WHAT TO WORK ON.
Give only the number of lines in these records that contain the word "potted".

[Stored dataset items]
┄┄┄┄┄┄┄┄┄┄

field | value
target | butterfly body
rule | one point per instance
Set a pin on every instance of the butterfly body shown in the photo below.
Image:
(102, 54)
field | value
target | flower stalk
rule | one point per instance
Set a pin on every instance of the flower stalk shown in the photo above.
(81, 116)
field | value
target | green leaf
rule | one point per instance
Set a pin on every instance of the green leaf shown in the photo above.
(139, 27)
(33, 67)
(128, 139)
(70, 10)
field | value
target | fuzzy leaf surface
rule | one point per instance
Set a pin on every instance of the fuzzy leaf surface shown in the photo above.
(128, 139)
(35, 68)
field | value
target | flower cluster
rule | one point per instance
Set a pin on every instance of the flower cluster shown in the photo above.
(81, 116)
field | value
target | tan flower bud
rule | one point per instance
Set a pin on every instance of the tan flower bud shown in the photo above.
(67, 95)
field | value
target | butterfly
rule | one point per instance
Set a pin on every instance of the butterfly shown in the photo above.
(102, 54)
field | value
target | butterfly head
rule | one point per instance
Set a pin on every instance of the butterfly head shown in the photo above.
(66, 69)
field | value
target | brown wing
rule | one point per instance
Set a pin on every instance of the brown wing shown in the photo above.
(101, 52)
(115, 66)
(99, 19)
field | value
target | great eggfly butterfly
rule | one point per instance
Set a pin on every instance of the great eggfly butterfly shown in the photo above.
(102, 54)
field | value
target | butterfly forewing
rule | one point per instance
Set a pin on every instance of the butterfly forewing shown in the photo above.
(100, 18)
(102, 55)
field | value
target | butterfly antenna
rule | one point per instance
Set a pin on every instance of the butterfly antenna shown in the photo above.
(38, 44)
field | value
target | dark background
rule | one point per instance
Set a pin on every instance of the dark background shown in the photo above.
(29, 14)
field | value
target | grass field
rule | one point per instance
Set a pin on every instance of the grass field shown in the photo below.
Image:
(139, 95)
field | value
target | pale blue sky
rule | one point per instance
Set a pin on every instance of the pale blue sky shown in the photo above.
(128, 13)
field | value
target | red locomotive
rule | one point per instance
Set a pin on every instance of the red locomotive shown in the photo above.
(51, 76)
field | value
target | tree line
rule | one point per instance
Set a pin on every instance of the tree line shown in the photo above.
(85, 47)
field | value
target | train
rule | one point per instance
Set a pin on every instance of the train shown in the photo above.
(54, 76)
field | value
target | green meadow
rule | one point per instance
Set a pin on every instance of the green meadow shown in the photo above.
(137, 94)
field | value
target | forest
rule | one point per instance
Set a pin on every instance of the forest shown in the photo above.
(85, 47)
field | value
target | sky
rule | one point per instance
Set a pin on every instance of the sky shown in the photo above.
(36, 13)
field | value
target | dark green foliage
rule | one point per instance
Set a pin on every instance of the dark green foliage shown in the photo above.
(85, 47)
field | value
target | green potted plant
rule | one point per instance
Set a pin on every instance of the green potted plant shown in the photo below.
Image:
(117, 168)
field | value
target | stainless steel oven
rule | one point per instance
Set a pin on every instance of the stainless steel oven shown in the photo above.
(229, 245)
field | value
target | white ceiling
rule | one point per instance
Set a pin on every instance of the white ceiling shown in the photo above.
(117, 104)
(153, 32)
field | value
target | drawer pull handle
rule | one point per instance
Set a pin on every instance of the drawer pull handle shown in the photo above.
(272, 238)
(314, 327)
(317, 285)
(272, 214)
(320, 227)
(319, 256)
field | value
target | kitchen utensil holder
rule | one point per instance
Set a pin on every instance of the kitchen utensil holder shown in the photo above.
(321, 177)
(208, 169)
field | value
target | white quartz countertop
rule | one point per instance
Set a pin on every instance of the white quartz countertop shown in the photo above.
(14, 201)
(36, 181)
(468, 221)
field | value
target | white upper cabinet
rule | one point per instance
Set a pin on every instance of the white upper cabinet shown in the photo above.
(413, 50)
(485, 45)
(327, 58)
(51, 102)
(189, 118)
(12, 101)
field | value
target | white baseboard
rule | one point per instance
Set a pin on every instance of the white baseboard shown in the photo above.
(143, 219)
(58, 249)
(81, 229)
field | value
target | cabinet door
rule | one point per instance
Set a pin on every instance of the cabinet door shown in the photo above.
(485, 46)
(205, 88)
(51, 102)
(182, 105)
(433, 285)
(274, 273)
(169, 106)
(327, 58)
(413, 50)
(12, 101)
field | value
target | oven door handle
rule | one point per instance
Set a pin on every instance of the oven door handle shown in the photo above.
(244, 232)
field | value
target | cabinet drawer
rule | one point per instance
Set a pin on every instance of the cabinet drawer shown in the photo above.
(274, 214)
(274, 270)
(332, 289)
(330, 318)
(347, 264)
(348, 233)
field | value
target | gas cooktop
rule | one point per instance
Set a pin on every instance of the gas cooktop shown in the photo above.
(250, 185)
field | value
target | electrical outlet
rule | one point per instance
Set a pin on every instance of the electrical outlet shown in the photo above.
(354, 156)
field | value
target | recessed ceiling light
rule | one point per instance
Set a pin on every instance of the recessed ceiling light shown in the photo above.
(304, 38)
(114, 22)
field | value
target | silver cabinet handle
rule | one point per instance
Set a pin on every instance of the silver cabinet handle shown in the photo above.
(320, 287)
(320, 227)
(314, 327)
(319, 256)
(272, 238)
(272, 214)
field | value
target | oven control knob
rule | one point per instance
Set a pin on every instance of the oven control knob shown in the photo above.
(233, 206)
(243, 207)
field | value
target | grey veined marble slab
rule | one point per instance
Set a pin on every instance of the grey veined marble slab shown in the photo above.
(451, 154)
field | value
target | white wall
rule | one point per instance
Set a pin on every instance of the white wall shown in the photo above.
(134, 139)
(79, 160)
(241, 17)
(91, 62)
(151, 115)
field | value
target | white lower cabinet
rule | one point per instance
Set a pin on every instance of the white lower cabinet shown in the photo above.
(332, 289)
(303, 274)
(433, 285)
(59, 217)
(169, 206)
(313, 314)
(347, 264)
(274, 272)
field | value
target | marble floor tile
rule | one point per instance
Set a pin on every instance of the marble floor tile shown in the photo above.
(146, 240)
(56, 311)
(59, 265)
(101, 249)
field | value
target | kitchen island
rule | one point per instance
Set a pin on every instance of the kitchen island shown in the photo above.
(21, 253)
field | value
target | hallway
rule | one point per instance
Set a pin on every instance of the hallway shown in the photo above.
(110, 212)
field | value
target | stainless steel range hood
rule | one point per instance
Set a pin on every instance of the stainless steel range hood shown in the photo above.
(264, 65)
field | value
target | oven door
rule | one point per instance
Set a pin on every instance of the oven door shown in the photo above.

┄┄┄┄┄┄┄┄┄┄

EXPECTED OUTPUT.
2